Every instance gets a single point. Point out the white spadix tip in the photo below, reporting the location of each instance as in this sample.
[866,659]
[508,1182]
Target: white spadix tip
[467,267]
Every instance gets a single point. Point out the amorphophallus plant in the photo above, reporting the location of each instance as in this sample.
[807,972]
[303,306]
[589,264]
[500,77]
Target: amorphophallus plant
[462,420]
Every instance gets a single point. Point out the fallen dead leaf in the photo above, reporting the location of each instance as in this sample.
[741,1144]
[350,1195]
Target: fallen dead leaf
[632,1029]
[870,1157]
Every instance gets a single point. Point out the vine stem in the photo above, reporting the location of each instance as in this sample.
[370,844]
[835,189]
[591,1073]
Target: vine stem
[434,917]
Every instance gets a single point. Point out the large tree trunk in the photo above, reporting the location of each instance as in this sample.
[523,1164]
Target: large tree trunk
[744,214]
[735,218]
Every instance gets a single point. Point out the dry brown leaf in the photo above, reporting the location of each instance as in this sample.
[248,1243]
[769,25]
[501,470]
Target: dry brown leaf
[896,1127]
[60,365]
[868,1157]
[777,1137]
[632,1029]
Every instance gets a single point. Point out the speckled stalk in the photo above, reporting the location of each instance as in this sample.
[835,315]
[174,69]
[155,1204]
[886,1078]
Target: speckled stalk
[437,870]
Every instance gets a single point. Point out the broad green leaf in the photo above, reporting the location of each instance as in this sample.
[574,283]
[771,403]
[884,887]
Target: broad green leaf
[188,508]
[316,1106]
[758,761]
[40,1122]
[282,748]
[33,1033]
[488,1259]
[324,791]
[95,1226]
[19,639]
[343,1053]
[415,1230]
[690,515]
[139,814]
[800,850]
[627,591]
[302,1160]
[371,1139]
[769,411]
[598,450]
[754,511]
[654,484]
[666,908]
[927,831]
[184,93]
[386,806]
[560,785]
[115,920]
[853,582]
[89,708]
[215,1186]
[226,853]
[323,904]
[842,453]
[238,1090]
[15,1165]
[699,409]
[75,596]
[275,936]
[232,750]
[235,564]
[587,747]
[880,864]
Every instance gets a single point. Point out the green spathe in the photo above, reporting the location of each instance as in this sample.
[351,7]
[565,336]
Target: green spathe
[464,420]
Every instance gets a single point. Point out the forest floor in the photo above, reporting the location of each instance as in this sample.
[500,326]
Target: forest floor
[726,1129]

• [Objective]: Rewrite every one of the records above, replacing each occurrence of "Target" with "Object" and keeping everything else unchanged.

• [Task output]:
Every instance gets a single point. Point out the white spadix tip in the photo below, reporting the location of each instance as in this sample.
[866,659]
[508,1182]
Object: white spadix tip
[467,267]
Every instance gets a single point. Point out the amorphophallus plant in the photo above, reporting the location of each instance as in this sample.
[807,972]
[303,306]
[589,264]
[500,77]
Object: amorphophallus plant
[462,420]
Every instance gets a single point. Point out the fallen dead leaf in the photo above, reporting the location of each instance as in this sample.
[741,1144]
[350,1195]
Object: fallen dead leaf
[632,1029]
[870,1157]
Every instance gets a single point. Point out the vine stem in the photo above, reporting the location of each instance as in this sample.
[370,844]
[835,189]
[591,1073]
Object: vine stem
[434,917]
Every instance gets a single point. Point out the large tree trunk in the photo above, reporting the location of each instance as in this sample.
[523,1164]
Object: large tree trunk
[744,214]
[735,218]
Every instance gets a single point. Point out the dry brown leaf in the photo above, reporting the location of each instance as in this sample.
[248,1243]
[769,25]
[501,470]
Object: dry brown leaf
[896,1127]
[60,365]
[868,1157]
[777,1137]
[632,1029]
Every instance gets a single point. Point out the speckled stalk in the photo above, reporting the location of each instance as in this sample.
[835,315]
[174,69]
[155,1204]
[886,1078]
Object: speckled stalk
[437,870]
Every instance gets a single point. Point out the broad green leaf in the photo above, reporting the location of each instance as in this sample.
[574,283]
[771,403]
[884,887]
Object: broad green leaf
[188,508]
[316,1106]
[758,761]
[40,1122]
[282,748]
[33,1033]
[488,1259]
[324,791]
[95,1226]
[19,639]
[343,1053]
[415,1230]
[690,515]
[139,814]
[800,850]
[627,591]
[302,1160]
[371,1139]
[769,411]
[598,450]
[754,511]
[654,484]
[666,908]
[927,831]
[184,93]
[386,806]
[560,785]
[115,920]
[853,582]
[89,708]
[215,1186]
[226,853]
[323,904]
[842,453]
[238,1090]
[15,1165]
[699,409]
[75,596]
[275,936]
[232,750]
[235,564]
[587,747]
[880,864]
Every instance gets a single point. Point out the green spathe in the photo above, reporting the location of each instance as in this sample.
[351,7]
[565,336]
Object: green spathe
[464,420]
Every instance gets a single point. Point out the forest floor in the photo above, reporting the location of each instance as in this sample.
[500,326]
Object: forest floor
[726,1129]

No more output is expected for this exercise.